• Object position labeling entries:
* begin *

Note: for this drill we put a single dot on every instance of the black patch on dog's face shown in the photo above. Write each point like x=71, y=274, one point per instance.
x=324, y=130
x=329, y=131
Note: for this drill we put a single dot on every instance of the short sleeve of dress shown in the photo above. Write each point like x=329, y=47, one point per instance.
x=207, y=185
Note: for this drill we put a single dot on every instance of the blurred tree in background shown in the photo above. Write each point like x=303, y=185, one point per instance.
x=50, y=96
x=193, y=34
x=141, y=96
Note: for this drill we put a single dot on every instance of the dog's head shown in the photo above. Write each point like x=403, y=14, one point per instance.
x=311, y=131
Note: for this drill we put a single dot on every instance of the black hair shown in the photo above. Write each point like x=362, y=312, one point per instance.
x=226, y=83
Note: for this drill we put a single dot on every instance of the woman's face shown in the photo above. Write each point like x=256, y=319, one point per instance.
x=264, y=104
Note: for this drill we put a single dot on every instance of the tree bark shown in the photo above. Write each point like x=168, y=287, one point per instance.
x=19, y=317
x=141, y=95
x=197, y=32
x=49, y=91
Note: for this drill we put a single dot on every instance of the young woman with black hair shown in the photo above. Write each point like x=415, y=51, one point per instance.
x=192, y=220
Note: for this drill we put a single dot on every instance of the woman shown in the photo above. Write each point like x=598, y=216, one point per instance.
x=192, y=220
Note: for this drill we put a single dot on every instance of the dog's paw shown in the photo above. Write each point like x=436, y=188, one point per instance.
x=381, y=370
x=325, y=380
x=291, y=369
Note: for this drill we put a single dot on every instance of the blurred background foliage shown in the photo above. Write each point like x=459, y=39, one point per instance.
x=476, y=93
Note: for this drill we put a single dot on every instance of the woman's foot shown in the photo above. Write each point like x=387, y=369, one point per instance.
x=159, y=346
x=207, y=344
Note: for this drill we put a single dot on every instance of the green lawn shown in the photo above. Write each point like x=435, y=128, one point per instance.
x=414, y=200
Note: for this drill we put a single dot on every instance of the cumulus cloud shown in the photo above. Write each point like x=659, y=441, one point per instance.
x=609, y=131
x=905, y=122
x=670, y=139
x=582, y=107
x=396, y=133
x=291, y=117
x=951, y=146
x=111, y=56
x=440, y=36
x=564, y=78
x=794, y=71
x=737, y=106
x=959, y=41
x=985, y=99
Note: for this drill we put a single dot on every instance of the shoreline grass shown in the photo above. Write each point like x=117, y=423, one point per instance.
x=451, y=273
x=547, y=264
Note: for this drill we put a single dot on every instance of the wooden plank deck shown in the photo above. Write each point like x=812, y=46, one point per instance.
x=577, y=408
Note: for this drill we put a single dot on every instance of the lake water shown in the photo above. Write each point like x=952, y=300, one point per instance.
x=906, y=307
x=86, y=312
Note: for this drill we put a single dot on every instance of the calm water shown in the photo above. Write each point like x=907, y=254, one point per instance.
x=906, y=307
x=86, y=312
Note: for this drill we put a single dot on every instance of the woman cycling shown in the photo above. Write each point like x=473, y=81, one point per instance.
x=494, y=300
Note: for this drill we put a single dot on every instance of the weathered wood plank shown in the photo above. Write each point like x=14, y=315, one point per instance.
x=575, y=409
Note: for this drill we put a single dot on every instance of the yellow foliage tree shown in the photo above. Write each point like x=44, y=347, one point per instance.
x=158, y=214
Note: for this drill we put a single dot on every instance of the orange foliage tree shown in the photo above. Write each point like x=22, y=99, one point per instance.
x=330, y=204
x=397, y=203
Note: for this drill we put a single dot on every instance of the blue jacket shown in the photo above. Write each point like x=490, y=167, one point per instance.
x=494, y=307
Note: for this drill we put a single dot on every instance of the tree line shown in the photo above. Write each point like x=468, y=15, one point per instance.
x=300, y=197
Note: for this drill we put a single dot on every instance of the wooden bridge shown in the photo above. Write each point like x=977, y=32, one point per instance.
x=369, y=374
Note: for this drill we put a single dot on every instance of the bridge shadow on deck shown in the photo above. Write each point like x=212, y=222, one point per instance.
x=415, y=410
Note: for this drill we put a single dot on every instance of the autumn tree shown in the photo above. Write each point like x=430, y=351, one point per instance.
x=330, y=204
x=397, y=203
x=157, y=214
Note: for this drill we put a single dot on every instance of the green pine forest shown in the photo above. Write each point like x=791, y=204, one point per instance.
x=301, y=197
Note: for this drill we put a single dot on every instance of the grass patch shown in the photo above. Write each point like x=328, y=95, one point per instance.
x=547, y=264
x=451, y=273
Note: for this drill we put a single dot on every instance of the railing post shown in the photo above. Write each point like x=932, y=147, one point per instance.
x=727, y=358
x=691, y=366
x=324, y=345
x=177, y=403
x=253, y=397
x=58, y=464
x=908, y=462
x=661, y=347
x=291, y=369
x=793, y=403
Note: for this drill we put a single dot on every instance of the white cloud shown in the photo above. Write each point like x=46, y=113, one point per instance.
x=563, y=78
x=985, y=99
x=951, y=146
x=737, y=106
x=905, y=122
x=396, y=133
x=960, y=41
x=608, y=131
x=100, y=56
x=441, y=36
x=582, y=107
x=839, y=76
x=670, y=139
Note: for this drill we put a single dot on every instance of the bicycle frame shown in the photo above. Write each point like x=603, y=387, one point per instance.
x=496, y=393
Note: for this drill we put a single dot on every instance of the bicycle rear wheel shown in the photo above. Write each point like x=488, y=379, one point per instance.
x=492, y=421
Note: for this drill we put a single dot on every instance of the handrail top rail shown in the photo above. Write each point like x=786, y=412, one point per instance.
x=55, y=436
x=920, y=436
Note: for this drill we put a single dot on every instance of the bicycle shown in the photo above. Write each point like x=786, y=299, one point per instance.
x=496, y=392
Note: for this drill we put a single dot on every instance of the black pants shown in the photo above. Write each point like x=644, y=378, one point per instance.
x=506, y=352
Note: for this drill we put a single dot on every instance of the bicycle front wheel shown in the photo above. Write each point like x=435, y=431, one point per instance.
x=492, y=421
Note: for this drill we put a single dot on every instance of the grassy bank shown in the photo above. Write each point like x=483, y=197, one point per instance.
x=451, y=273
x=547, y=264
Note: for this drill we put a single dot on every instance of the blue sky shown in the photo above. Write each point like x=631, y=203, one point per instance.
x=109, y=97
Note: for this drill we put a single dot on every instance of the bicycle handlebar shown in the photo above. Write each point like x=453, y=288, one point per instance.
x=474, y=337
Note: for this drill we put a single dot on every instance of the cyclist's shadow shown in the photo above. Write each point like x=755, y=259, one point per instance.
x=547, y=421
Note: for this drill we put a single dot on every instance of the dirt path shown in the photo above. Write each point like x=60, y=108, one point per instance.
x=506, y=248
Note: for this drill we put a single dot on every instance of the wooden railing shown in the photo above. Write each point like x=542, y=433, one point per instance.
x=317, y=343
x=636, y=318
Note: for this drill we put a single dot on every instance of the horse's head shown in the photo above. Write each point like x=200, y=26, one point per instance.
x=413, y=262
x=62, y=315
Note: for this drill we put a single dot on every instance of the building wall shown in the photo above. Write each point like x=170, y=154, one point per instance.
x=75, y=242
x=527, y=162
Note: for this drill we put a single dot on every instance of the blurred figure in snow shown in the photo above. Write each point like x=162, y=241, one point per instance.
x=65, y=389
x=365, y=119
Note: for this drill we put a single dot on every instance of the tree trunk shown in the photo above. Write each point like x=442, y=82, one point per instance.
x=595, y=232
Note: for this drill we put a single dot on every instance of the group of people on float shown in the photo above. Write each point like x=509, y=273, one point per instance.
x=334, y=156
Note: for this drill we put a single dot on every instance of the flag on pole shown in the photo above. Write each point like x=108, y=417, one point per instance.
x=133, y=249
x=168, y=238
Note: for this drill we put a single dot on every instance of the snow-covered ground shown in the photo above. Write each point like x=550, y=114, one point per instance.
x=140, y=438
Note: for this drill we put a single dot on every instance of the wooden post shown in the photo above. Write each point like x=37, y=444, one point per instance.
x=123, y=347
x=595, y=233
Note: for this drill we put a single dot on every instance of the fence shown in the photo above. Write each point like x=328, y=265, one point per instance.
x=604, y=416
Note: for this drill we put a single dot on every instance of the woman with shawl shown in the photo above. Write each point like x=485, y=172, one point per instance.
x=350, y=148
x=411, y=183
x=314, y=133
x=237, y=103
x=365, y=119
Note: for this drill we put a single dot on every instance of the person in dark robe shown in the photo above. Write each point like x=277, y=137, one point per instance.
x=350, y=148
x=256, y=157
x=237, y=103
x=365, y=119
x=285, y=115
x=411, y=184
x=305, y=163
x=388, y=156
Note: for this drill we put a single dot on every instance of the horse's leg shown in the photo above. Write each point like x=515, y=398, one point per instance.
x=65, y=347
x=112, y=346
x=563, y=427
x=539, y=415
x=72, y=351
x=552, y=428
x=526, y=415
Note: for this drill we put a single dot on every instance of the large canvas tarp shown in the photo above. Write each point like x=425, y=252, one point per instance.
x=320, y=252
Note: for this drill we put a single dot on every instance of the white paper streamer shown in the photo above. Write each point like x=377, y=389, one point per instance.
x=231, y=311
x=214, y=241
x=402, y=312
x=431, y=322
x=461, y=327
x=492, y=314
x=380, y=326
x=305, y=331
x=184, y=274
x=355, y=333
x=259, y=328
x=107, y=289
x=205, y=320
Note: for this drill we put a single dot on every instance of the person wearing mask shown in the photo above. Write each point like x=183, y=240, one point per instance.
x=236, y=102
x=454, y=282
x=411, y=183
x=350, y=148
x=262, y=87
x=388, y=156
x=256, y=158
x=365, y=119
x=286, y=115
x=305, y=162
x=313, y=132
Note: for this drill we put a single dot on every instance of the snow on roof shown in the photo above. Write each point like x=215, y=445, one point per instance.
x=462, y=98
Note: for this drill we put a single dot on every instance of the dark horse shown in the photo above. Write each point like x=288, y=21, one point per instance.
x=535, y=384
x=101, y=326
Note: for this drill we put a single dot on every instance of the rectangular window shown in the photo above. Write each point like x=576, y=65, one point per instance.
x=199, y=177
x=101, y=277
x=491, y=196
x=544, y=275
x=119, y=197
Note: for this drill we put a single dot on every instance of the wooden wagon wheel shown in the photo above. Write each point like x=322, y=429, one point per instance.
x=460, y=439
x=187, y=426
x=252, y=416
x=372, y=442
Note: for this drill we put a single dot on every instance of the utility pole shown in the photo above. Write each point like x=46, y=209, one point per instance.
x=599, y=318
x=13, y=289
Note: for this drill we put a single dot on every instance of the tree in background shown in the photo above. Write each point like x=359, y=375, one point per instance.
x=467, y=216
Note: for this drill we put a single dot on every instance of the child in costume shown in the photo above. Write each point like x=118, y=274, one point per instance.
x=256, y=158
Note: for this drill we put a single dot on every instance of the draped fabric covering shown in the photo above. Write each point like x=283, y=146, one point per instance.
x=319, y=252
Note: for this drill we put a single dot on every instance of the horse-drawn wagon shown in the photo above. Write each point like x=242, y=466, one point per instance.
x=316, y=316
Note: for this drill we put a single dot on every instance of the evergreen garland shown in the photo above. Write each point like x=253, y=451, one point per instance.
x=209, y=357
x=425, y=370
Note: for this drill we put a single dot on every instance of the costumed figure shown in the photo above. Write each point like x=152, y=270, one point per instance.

* end *

• EXERCISE TASK: Format the lines of the records above, from the line containing "x=118, y=274, one point per instance." through the final line inclusive, as a JSON list of strings with one string per line. Omit any blank lines.

• RESPONSE:
[
  "Note: for this drill we put a single dot on every instance of the child in costume shown in the photo above. Write each point like x=118, y=274, one point per instance.",
  "x=256, y=158",
  "Note: for this drill we put a single dot on every instance of the draped fabric covering shown in the photo above. Write each point like x=283, y=146, one point per instance.",
  "x=319, y=252",
  "Note: for this drill we put a single dot on every instance of the horse-drawn wagon shown in the photo above. Write each point like x=242, y=466, one point per instance.",
  "x=316, y=316",
  "Note: for this drill we put a single dot on every instance of the evergreen garland shown in the photo above. Write each point like x=253, y=451, one point per instance.",
  "x=209, y=357",
  "x=425, y=370",
  "Note: for this drill we put a single dot on every instance of the costumed figure shown in the photo above. Write each point like x=152, y=270, one point per instance."
]